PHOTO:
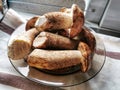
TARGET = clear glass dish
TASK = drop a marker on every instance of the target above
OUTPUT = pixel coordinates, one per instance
(61, 80)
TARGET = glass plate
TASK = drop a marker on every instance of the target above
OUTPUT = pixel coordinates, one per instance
(61, 80)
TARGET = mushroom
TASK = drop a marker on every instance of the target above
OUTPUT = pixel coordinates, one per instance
(78, 21)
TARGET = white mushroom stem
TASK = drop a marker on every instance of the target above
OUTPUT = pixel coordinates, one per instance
(54, 20)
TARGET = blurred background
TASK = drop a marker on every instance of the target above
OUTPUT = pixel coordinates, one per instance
(102, 15)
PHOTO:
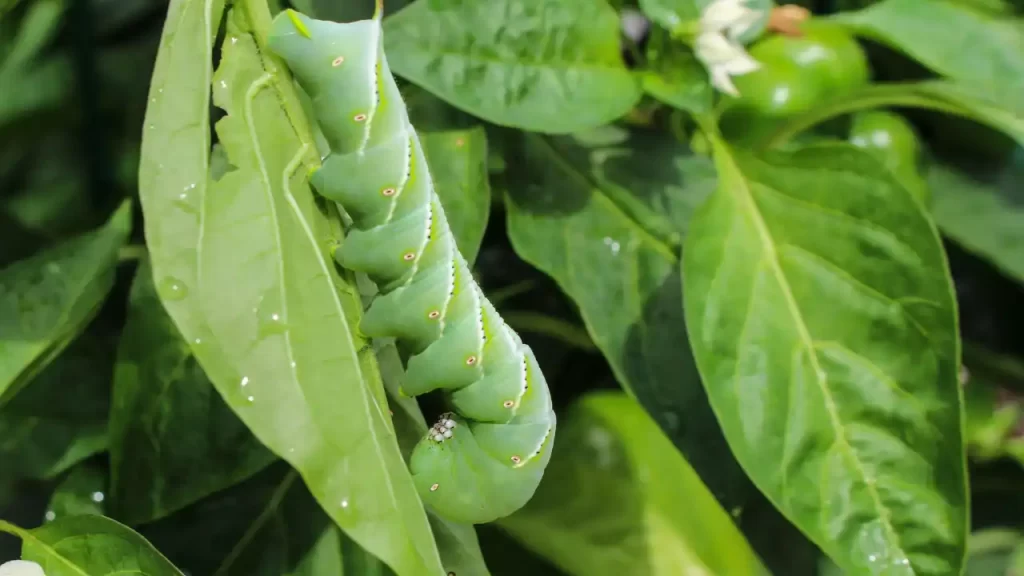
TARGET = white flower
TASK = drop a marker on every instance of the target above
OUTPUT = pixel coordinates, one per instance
(716, 45)
(20, 568)
(730, 16)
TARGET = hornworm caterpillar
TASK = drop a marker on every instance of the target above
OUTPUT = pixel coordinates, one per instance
(485, 460)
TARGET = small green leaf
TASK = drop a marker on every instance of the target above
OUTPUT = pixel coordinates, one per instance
(982, 212)
(47, 299)
(604, 220)
(821, 315)
(82, 492)
(547, 66)
(941, 95)
(458, 161)
(173, 440)
(619, 499)
(60, 419)
(670, 14)
(90, 545)
(983, 53)
(266, 526)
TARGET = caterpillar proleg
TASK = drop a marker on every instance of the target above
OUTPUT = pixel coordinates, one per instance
(483, 460)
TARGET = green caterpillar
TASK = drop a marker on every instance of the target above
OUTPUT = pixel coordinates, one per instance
(485, 460)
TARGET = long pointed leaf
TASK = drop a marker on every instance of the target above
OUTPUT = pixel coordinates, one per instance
(821, 316)
(244, 268)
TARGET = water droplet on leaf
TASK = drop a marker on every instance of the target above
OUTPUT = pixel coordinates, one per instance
(172, 289)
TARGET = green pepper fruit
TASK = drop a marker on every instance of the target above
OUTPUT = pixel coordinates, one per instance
(895, 142)
(799, 73)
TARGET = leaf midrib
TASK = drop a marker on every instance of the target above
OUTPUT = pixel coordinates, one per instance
(742, 193)
(268, 78)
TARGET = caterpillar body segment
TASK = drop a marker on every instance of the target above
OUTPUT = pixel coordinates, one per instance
(484, 460)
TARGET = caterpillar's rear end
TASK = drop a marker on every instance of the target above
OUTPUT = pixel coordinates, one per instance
(484, 460)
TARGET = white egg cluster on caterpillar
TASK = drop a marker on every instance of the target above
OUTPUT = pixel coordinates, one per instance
(485, 460)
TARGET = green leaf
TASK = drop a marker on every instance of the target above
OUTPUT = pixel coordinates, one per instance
(546, 66)
(981, 52)
(821, 315)
(619, 499)
(458, 161)
(60, 419)
(47, 299)
(82, 492)
(674, 75)
(90, 545)
(941, 95)
(982, 212)
(457, 543)
(991, 552)
(173, 440)
(345, 10)
(266, 526)
(243, 266)
(604, 221)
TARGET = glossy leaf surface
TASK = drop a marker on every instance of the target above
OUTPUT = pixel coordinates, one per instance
(604, 220)
(547, 66)
(982, 212)
(83, 491)
(92, 545)
(279, 346)
(47, 299)
(60, 418)
(173, 440)
(266, 526)
(953, 40)
(619, 499)
(821, 316)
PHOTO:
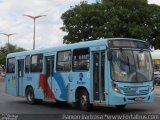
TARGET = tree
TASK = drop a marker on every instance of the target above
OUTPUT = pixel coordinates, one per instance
(112, 18)
(4, 51)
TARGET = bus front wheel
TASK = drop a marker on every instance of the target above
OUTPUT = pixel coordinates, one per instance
(30, 95)
(84, 100)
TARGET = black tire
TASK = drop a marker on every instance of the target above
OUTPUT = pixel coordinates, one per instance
(84, 101)
(30, 95)
(120, 106)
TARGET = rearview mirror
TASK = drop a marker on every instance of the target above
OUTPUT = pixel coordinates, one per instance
(109, 55)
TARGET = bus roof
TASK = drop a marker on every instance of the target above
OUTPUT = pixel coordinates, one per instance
(64, 47)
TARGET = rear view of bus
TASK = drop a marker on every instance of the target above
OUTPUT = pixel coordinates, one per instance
(131, 72)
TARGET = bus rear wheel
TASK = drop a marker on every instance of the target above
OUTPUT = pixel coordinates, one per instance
(30, 95)
(84, 101)
(120, 106)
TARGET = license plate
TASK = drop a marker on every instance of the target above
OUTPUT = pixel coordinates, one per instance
(138, 99)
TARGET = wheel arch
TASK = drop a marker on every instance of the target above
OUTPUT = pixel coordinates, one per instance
(79, 89)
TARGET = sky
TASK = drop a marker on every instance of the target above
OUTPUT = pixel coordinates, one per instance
(48, 33)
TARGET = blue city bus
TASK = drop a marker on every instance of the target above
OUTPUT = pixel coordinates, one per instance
(109, 72)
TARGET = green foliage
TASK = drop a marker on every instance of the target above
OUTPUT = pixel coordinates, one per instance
(112, 18)
(4, 51)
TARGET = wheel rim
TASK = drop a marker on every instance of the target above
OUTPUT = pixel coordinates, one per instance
(83, 100)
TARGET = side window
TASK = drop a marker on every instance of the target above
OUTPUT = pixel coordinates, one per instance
(36, 63)
(27, 64)
(81, 59)
(64, 61)
(11, 65)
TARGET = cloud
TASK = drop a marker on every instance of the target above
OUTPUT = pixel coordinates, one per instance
(48, 33)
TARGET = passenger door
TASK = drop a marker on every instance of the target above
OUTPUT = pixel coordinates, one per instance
(20, 77)
(50, 73)
(98, 76)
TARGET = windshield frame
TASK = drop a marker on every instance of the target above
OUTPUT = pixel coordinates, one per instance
(133, 49)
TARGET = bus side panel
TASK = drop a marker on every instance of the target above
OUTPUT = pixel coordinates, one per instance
(11, 84)
(32, 79)
(67, 83)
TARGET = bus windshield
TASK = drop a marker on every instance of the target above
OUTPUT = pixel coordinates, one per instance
(131, 66)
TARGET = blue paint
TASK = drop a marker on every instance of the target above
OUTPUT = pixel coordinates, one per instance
(61, 84)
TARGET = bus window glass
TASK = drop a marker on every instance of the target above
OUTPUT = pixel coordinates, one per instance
(64, 61)
(37, 63)
(81, 59)
(27, 64)
(11, 65)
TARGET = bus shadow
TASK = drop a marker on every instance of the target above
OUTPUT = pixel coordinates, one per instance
(95, 109)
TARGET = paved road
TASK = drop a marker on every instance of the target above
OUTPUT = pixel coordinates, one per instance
(16, 105)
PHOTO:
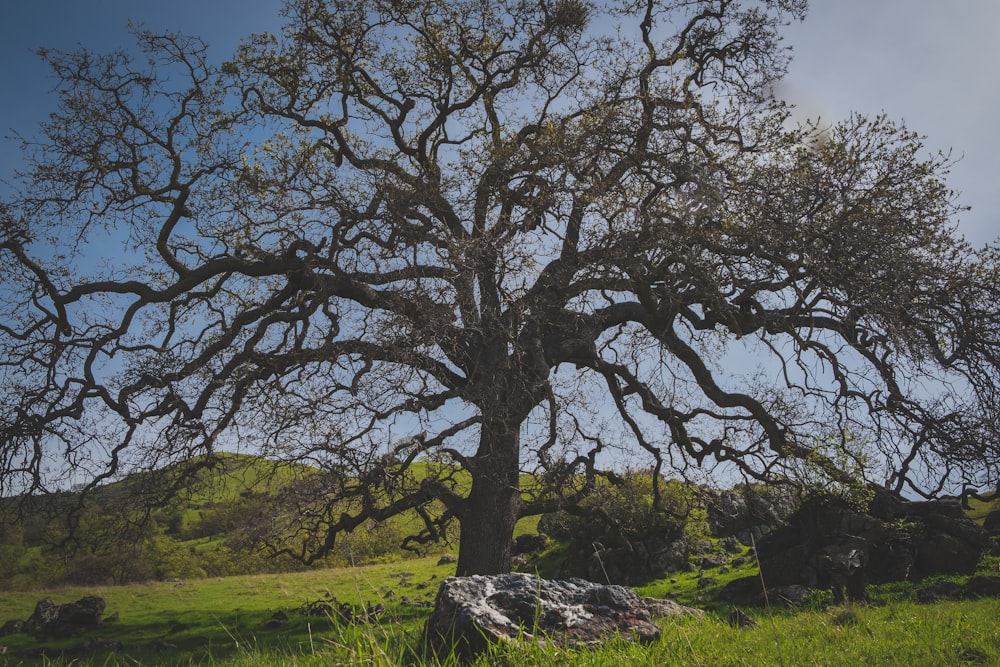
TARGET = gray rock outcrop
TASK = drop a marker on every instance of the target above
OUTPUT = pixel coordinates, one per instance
(472, 612)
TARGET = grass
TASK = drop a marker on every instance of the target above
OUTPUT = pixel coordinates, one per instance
(227, 625)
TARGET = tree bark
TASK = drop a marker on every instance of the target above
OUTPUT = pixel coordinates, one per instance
(493, 505)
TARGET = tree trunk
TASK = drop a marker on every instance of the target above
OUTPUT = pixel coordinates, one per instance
(493, 505)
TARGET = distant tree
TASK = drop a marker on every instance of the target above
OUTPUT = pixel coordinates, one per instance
(429, 245)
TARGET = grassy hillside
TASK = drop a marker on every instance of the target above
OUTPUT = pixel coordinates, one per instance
(200, 531)
(228, 622)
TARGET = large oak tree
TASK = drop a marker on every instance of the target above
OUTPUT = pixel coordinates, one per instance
(488, 237)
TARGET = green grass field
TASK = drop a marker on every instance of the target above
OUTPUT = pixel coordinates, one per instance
(224, 621)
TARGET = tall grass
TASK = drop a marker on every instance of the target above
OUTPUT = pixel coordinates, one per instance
(227, 626)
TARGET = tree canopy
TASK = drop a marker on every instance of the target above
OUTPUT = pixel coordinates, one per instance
(492, 237)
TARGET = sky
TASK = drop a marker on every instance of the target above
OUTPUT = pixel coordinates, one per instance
(932, 63)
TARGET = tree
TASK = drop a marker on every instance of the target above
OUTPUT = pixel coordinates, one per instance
(428, 246)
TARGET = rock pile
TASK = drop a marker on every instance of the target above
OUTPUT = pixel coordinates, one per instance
(472, 612)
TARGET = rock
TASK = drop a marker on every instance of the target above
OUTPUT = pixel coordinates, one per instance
(828, 543)
(745, 590)
(660, 608)
(731, 544)
(46, 613)
(713, 561)
(55, 620)
(739, 619)
(991, 524)
(472, 612)
(749, 514)
(791, 596)
(100, 644)
(12, 627)
(944, 590)
(277, 620)
(529, 543)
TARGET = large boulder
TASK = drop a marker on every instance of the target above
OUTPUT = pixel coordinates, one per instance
(65, 620)
(748, 514)
(472, 612)
(829, 543)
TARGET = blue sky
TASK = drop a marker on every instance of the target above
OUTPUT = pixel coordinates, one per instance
(933, 63)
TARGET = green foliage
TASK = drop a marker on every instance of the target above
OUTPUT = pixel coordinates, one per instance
(227, 622)
(619, 514)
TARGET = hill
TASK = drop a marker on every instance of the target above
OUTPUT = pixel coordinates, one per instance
(178, 522)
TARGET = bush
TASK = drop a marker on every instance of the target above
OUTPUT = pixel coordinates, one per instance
(622, 533)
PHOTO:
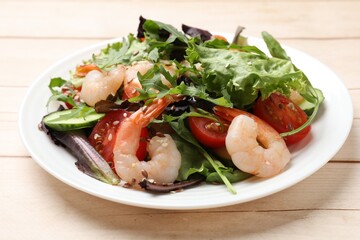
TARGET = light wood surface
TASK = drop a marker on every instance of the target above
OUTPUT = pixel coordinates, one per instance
(35, 205)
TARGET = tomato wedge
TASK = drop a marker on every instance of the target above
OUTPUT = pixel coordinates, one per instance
(283, 115)
(208, 132)
(103, 136)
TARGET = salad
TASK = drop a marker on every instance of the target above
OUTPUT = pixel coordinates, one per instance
(168, 109)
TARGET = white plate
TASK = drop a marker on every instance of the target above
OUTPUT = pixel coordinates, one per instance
(328, 134)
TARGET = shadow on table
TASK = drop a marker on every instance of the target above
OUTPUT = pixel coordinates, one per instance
(320, 191)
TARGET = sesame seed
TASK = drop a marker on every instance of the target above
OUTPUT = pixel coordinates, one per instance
(144, 173)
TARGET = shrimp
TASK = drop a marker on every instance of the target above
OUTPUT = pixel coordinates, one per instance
(165, 157)
(254, 146)
(99, 85)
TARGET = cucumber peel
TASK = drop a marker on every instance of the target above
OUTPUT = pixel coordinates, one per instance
(72, 119)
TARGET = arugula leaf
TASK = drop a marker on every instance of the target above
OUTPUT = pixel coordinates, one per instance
(311, 95)
(186, 135)
(55, 86)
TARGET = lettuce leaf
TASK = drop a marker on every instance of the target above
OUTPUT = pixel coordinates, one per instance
(129, 50)
(241, 76)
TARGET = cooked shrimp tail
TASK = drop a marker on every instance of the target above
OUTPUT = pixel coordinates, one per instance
(254, 146)
(165, 158)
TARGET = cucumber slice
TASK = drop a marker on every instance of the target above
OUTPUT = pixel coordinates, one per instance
(71, 119)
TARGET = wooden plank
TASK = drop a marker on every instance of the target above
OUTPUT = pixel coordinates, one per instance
(25, 58)
(284, 18)
(325, 204)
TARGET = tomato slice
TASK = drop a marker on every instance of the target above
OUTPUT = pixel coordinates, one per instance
(283, 115)
(208, 132)
(103, 136)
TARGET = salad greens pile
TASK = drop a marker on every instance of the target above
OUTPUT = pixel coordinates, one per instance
(216, 72)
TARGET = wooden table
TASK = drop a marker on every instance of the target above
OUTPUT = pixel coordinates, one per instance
(35, 205)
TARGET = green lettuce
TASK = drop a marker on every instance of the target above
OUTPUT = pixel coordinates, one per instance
(240, 76)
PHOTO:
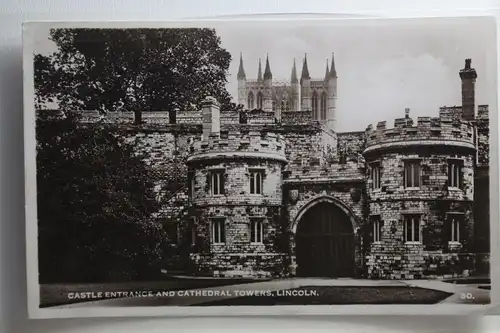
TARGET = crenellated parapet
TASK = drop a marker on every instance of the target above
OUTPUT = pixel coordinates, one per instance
(240, 142)
(445, 130)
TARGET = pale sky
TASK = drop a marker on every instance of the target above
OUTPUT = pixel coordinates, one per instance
(383, 66)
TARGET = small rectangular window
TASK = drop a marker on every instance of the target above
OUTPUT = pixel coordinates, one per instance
(217, 182)
(192, 231)
(455, 174)
(191, 186)
(256, 182)
(375, 176)
(412, 174)
(413, 230)
(219, 231)
(376, 229)
(454, 225)
(256, 231)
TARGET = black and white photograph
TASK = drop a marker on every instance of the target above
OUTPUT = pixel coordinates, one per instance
(260, 167)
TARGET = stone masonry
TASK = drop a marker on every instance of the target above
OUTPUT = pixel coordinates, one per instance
(238, 186)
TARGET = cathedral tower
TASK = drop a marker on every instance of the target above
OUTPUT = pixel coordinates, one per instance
(295, 89)
(242, 80)
(468, 76)
(268, 78)
(332, 96)
(305, 83)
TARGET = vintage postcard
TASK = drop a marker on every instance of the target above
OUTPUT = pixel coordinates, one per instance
(259, 167)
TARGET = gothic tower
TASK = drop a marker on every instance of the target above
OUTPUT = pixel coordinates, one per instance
(468, 76)
(332, 96)
(242, 80)
(305, 83)
(268, 96)
(295, 89)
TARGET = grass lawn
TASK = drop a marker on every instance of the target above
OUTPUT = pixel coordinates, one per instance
(57, 294)
(331, 295)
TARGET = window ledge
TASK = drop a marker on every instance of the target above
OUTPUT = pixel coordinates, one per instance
(454, 188)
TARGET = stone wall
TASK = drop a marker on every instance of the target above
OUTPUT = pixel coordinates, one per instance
(350, 146)
(297, 117)
(433, 142)
(482, 182)
(247, 148)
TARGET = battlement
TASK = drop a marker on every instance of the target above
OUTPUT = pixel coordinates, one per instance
(483, 112)
(240, 141)
(445, 129)
(296, 117)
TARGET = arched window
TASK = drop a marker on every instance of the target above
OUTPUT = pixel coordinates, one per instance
(284, 105)
(323, 106)
(314, 104)
(250, 101)
(260, 98)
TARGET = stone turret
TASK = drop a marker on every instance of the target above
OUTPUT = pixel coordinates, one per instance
(468, 76)
(268, 78)
(332, 96)
(295, 89)
(242, 79)
(305, 82)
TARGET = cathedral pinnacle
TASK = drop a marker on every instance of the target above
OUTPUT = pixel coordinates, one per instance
(327, 73)
(333, 71)
(241, 71)
(294, 73)
(305, 70)
(259, 73)
(267, 72)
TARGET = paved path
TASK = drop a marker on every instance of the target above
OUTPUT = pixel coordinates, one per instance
(462, 294)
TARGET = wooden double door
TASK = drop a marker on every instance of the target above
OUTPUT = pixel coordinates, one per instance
(325, 243)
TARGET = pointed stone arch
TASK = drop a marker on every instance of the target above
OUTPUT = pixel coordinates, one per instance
(324, 239)
(314, 104)
(251, 100)
(323, 105)
(321, 199)
(260, 100)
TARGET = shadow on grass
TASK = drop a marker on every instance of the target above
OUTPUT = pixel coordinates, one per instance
(58, 293)
(332, 295)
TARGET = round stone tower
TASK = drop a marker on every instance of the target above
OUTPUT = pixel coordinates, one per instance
(236, 195)
(420, 193)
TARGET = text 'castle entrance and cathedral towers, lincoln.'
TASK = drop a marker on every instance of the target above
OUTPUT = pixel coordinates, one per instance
(276, 190)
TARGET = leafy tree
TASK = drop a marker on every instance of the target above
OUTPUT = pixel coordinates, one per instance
(95, 205)
(133, 69)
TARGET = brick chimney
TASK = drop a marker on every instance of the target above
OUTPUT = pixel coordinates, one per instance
(211, 117)
(468, 76)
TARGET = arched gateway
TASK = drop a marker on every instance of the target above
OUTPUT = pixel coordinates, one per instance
(325, 241)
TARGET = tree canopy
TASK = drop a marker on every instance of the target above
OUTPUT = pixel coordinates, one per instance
(133, 69)
(95, 206)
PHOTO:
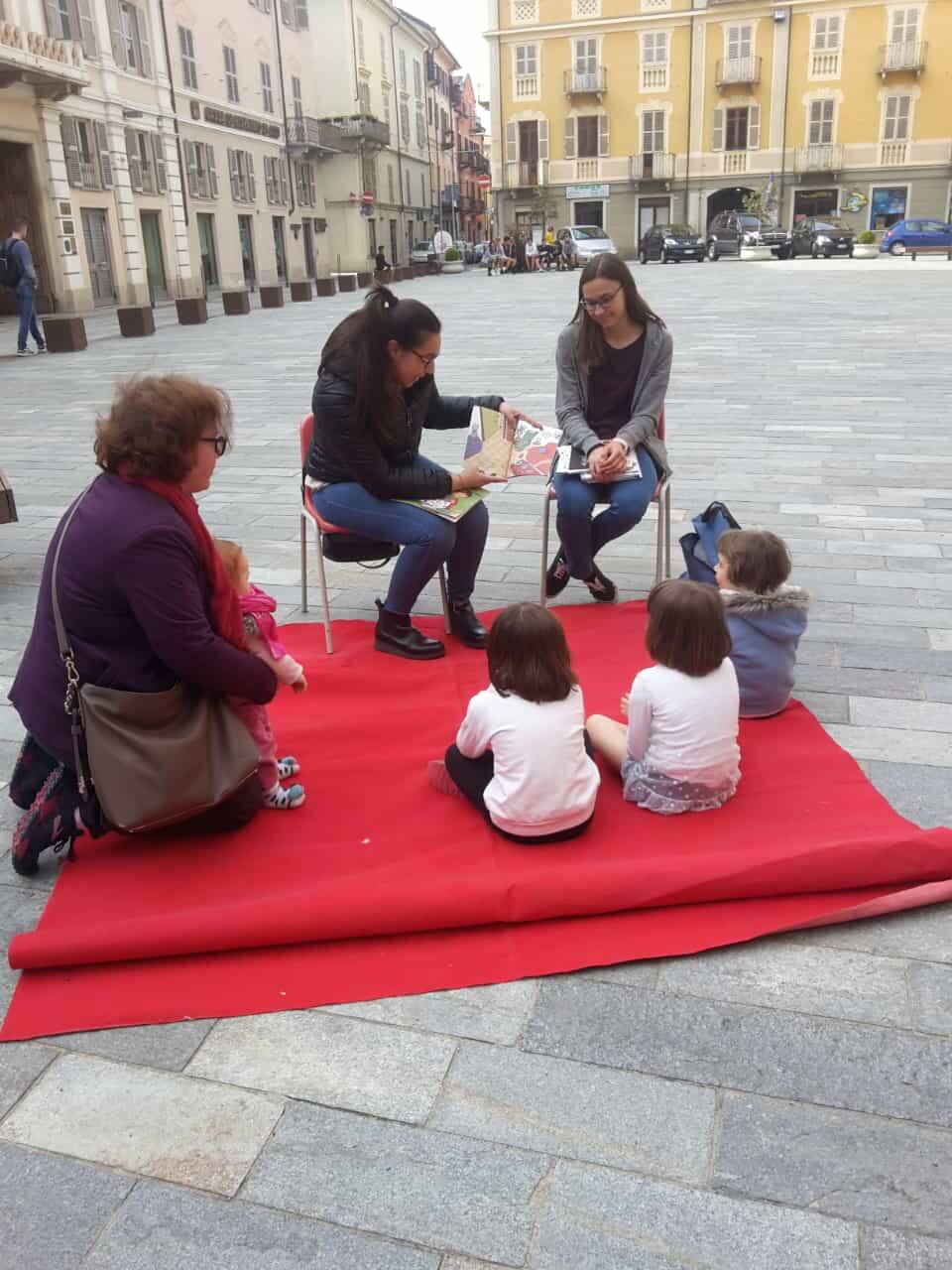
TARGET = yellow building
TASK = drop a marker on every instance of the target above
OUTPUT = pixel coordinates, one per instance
(625, 113)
==============================
Give back, word for word, every line from the one holding "TARGET = pointed stone arch" through the last line of the listing. Pictures are excluded.

TARGET = pointed stone arch
TASK = drop a marker on every instance of the target above
OUTPUT = pixel coordinates, one per instance
(324, 239)
(314, 104)
(251, 100)
(323, 105)
(321, 199)
(260, 100)
TARGET = shadow on grass
TASK = drop a marker on every instance of the target above
OUTPUT = pixel coordinates, one per instance
(58, 293)
(332, 295)
TARGET = round stone tower
TASK = drop a marker on every instance of the target above
OUTPUT = pixel coordinates, one per instance
(236, 195)
(420, 193)
TARGET = text 'castle entrance and cathedral towers, lincoln.'
TASK = drop a marker on every instance of the target above
OUTPUT = pixel coordinates, one per instance
(276, 190)
TARGET = leafy tree
TASK = drop a marker on every instance of the target above
OUTPUT = pixel coordinates, one per instance
(95, 205)
(133, 69)
TARGET = brick chimney
TASK = drop a marker on every instance of the target above
OUTPUT = pixel coordinates, one per instance
(211, 117)
(468, 76)
TARGET = arched gateway
TASK = drop a marker on every instance of the target above
OUTPUT = pixel coordinates, one per instance
(325, 241)
TARGET = tree canopy
TASK = drop a marker on every instance of the target above
OUTPUT = pixel coordinates, one per instance
(133, 69)
(95, 206)
PHOTO:
TARGET = yellow building
TASK = drop a marker on every instance of the target above
OUTPUT = pixel coordinates, one per instance
(625, 113)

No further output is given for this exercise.